##### Given data

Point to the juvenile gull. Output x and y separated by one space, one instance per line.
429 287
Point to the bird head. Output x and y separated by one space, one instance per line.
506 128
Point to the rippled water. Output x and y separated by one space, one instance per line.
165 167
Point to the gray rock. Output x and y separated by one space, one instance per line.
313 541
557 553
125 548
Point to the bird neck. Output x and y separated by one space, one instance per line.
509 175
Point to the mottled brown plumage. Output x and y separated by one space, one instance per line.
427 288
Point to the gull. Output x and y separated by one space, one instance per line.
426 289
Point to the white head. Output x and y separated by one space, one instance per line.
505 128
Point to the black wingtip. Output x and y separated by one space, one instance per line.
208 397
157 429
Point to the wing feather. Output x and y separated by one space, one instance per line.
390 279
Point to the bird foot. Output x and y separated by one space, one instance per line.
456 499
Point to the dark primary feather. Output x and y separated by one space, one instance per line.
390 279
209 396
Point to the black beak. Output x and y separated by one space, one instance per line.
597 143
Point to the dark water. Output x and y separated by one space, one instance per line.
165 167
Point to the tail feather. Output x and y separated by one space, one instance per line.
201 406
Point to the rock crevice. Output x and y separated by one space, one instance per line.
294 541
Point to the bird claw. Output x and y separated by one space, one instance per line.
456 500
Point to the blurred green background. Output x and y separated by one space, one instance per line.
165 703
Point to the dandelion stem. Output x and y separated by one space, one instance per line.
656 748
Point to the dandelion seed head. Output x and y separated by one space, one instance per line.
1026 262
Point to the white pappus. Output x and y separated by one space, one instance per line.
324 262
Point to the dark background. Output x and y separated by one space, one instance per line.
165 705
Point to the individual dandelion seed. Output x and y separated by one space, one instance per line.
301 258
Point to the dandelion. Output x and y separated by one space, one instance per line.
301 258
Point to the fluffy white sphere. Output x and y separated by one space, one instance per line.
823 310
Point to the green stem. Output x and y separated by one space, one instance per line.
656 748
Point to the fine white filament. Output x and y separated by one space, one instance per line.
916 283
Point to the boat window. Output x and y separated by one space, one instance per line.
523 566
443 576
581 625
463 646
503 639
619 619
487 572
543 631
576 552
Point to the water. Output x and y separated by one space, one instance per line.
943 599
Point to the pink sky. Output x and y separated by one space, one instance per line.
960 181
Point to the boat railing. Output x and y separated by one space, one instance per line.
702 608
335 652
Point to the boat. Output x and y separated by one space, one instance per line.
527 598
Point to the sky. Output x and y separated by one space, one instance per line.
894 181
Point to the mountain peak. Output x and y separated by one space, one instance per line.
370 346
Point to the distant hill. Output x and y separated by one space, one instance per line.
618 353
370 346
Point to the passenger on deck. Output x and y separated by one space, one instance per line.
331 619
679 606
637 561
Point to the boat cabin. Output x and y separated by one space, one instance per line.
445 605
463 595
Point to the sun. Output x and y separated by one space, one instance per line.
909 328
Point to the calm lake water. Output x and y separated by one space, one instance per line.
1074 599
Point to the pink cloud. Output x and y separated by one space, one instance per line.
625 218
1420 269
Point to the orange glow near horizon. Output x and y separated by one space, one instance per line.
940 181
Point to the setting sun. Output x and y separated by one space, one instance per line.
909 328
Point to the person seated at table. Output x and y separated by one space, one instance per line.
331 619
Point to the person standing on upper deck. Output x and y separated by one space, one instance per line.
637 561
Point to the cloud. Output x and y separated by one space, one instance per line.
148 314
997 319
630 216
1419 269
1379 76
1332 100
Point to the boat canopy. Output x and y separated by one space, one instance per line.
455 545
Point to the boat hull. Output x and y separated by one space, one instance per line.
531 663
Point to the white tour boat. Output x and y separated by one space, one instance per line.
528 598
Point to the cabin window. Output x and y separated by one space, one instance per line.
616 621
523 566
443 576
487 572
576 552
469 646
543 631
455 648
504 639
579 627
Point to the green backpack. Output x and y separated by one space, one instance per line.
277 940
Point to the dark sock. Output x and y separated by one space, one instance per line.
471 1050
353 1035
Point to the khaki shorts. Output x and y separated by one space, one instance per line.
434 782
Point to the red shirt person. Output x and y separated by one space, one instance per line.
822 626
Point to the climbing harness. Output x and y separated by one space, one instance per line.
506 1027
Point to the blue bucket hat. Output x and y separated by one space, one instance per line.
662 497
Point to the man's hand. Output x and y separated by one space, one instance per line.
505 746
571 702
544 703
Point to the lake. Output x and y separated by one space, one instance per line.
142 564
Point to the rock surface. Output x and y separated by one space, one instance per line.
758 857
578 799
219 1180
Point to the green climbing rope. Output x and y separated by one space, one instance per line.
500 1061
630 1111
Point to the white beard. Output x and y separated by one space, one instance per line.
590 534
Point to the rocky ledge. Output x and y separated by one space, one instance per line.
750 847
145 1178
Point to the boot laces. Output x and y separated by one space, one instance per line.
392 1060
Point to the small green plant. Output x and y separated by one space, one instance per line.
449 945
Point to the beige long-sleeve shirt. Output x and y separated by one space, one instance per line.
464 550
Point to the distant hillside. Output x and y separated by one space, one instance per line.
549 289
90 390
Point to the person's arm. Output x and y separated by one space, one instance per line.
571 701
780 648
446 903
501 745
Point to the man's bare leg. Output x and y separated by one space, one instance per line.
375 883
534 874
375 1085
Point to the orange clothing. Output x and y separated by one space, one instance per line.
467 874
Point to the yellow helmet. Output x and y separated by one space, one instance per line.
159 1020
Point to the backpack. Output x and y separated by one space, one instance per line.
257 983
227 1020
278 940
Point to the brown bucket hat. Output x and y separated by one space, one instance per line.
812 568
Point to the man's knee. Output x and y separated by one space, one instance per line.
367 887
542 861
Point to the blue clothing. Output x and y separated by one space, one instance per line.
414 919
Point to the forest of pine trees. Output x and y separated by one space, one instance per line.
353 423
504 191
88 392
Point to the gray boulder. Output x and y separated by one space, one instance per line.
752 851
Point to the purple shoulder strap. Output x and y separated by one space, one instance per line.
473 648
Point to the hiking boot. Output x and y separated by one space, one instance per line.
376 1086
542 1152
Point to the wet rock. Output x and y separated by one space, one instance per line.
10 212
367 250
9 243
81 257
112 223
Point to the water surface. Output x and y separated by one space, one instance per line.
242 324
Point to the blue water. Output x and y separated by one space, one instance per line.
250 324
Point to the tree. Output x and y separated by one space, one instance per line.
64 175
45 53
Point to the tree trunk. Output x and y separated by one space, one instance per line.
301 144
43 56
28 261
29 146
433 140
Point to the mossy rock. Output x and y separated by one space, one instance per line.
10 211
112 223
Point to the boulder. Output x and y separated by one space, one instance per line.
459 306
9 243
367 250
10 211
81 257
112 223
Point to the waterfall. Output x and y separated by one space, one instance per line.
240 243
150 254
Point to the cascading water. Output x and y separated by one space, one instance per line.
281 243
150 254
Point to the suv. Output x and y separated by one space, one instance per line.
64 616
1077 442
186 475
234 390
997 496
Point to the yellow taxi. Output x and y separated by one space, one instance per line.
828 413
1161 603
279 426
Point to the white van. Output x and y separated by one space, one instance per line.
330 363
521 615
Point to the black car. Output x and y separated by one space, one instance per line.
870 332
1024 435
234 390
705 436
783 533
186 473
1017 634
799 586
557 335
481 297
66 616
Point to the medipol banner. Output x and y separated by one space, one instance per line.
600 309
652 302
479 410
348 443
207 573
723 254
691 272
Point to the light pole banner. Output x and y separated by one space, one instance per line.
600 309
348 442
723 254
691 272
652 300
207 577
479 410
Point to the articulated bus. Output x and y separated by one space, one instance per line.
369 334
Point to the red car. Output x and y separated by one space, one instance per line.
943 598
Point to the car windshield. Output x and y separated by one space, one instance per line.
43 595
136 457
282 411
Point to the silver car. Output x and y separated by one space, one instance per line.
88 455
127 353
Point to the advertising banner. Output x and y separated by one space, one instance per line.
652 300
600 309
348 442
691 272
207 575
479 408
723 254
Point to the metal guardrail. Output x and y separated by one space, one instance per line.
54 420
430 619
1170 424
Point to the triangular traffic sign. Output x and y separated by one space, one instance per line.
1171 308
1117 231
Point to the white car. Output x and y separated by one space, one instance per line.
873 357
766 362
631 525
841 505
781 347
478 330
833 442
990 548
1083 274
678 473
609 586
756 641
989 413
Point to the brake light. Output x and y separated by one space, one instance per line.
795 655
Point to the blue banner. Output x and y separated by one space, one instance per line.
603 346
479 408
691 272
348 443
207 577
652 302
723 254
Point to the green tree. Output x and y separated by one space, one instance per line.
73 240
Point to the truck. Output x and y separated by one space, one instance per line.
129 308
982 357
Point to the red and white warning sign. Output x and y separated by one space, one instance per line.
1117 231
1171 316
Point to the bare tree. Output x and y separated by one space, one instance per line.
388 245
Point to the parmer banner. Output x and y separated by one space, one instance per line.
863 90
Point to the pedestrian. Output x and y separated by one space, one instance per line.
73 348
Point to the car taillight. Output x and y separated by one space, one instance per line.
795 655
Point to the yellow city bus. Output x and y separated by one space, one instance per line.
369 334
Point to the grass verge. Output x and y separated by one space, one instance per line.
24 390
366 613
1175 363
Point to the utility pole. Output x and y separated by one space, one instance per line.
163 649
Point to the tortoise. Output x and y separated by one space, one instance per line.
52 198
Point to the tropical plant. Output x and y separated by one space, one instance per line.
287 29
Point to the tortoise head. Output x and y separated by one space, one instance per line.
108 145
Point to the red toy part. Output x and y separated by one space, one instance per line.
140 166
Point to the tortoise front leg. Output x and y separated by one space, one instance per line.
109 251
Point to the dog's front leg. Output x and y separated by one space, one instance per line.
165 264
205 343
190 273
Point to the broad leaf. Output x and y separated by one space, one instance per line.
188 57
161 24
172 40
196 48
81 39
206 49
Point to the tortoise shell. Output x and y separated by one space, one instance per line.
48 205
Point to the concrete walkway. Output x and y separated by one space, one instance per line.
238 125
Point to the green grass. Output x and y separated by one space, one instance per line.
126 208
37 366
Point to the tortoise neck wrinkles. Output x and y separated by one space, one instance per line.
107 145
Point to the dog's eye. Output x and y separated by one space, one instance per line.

##########

> Goal of the exercise:
Find the line that contains "Point to the tortoise front" in the listing above. Retype it and every line after it up to the last, exactly, and nothing else.

> Solution to this task:
Point to the tortoise front leg. Output x and y separated by one space, one instance per line.
109 251
Point to the dog's front leg. Output x and y separated by one space, one instance per line.
165 264
205 343
190 273
Point to the broad leaf. Output x and y separated by one space, one instance per line.
188 57
161 24
172 40
196 48
81 39
206 49
Point to the tortoise shell. Output x and y separated by one space, one instance per line.
48 205
Point to the concrete walkway. Output x and y separated by one space, one instance per line.
238 125
Point to the green grass. Output x and y separated by one space, one instance per line.
126 208
37 366
Point to the tortoise neck wrinkles. Output x and y separated by one space, one instance per line.
107 145
Point to the dog's eye. Output x and y separated by one space, one instance per line.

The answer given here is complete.